-- BEGIN --
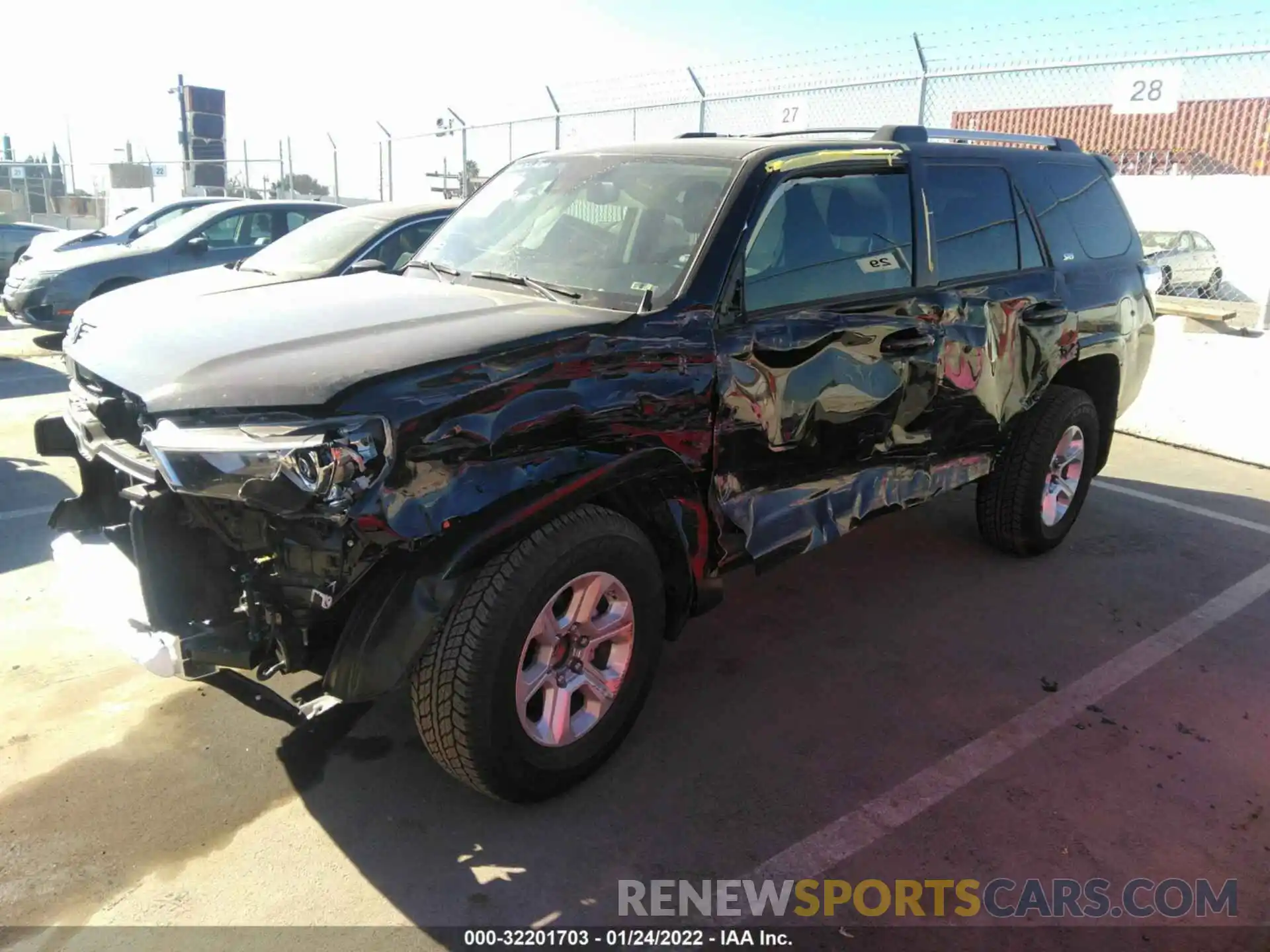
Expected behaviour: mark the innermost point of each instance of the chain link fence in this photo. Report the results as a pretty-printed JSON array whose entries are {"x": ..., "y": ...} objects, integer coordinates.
[{"x": 1184, "y": 114}]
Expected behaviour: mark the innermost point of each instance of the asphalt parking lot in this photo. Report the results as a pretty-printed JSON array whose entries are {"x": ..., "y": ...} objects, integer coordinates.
[{"x": 875, "y": 710}]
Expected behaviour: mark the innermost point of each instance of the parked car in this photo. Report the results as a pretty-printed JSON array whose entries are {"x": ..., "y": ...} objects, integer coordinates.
[
  {"x": 611, "y": 377},
  {"x": 45, "y": 291},
  {"x": 121, "y": 230},
  {"x": 15, "y": 240},
  {"x": 380, "y": 237},
  {"x": 1187, "y": 260}
]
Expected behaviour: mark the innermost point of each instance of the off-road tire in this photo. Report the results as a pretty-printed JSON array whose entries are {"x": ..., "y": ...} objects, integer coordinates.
[
  {"x": 462, "y": 684},
  {"x": 1007, "y": 502}
]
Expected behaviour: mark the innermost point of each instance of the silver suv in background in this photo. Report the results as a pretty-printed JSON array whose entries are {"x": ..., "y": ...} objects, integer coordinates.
[
  {"x": 1187, "y": 262},
  {"x": 126, "y": 227}
]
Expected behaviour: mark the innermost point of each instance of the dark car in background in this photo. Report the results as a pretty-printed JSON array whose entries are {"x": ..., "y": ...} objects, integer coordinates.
[
  {"x": 16, "y": 238},
  {"x": 371, "y": 238},
  {"x": 121, "y": 230},
  {"x": 45, "y": 291}
]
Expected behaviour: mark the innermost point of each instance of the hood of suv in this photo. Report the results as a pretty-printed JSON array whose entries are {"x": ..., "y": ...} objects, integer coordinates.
[{"x": 302, "y": 343}]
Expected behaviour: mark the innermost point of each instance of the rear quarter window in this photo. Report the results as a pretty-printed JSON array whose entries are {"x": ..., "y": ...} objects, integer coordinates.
[{"x": 1089, "y": 202}]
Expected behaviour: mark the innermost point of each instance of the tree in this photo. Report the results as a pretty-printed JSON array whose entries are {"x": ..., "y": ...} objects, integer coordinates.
[{"x": 304, "y": 186}]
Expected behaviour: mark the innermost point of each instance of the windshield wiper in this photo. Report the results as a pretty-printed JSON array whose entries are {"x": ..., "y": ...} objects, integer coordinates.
[
  {"x": 439, "y": 270},
  {"x": 552, "y": 292}
]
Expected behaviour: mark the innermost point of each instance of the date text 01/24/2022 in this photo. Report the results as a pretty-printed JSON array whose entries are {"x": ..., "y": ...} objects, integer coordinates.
[{"x": 622, "y": 938}]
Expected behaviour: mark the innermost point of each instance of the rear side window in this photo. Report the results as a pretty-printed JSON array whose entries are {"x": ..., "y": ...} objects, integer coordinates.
[
  {"x": 973, "y": 211},
  {"x": 1091, "y": 206},
  {"x": 1029, "y": 248},
  {"x": 826, "y": 238}
]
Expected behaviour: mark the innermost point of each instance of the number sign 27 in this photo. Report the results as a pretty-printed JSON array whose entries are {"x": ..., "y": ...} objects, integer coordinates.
[
  {"x": 1146, "y": 91},
  {"x": 789, "y": 116}
]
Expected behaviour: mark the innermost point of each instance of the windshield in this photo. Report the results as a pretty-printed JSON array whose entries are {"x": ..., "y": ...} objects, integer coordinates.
[
  {"x": 319, "y": 245},
  {"x": 127, "y": 221},
  {"x": 1159, "y": 241},
  {"x": 610, "y": 227},
  {"x": 182, "y": 225}
]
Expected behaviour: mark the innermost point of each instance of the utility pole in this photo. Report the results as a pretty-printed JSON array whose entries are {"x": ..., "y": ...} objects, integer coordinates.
[
  {"x": 70, "y": 155},
  {"x": 390, "y": 157},
  {"x": 185, "y": 135}
]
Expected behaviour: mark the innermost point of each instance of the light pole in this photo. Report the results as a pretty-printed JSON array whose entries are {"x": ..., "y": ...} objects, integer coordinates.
[{"x": 390, "y": 157}]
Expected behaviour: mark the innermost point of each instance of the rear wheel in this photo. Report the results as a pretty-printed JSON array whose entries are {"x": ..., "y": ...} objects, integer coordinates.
[
  {"x": 1032, "y": 498},
  {"x": 545, "y": 660}
]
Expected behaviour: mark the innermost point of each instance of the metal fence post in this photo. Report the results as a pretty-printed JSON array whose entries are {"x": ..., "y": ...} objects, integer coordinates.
[
  {"x": 921, "y": 83},
  {"x": 390, "y": 157},
  {"x": 556, "y": 107},
  {"x": 701, "y": 91},
  {"x": 334, "y": 161}
]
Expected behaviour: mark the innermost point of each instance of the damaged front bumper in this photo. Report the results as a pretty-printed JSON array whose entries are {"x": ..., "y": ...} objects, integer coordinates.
[{"x": 187, "y": 584}]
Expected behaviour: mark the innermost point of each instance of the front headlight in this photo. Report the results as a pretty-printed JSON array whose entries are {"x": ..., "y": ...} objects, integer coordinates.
[
  {"x": 285, "y": 463},
  {"x": 38, "y": 280}
]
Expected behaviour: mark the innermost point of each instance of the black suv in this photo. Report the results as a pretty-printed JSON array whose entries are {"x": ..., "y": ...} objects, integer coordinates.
[{"x": 506, "y": 476}]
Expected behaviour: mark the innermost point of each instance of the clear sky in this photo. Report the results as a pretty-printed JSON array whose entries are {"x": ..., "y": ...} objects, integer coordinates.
[{"x": 304, "y": 70}]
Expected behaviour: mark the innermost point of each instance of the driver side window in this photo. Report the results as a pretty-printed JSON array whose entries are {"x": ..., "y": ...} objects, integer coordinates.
[{"x": 828, "y": 238}]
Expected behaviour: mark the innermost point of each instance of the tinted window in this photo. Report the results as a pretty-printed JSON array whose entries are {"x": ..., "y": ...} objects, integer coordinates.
[
  {"x": 224, "y": 233},
  {"x": 973, "y": 214},
  {"x": 831, "y": 238},
  {"x": 399, "y": 248},
  {"x": 296, "y": 219},
  {"x": 1091, "y": 206},
  {"x": 1029, "y": 247}
]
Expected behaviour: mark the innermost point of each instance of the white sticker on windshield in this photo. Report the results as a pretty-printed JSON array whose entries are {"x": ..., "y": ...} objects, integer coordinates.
[{"x": 884, "y": 262}]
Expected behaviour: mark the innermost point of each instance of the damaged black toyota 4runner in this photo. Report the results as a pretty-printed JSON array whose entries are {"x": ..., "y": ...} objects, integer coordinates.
[{"x": 506, "y": 476}]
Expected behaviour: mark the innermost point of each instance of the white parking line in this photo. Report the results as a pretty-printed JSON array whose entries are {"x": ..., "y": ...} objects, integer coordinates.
[
  {"x": 865, "y": 825},
  {"x": 24, "y": 513},
  {"x": 1184, "y": 507}
]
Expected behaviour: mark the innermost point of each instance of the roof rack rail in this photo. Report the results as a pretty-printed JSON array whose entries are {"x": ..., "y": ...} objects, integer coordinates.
[
  {"x": 921, "y": 134},
  {"x": 860, "y": 130}
]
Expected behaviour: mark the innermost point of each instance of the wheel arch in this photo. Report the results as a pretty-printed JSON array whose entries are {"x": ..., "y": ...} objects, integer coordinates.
[
  {"x": 1099, "y": 376},
  {"x": 409, "y": 593}
]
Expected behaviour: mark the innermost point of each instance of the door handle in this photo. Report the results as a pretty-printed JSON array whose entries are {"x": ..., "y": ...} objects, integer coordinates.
[
  {"x": 905, "y": 340},
  {"x": 1044, "y": 313}
]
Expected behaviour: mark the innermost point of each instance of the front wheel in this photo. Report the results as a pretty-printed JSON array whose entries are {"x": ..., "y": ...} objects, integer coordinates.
[
  {"x": 1029, "y": 502},
  {"x": 542, "y": 664}
]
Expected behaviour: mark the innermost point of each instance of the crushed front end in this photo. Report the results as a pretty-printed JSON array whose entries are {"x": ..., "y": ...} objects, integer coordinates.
[{"x": 244, "y": 532}]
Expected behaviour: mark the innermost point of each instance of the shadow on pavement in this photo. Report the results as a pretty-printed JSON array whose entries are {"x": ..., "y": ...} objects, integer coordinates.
-- END --
Reproduce verbatim the lines of the records, beginning with the line that contains "of the crushed" and continuing through the end of the records.

Expected behaviour: mark the innermost point of each instance of the crushed front end in this photo. Report the results as a pretty-printed JSON array whose entries are {"x": ..., "y": ...} objects, integer coordinates.
[{"x": 244, "y": 532}]
Expected behaviour: mark the innermost point of each instance of the shadow on pavement in this photo. Report the results as a pretty-printed JSON array whose entries are {"x": ..., "y": ...} objects, integer coordinates.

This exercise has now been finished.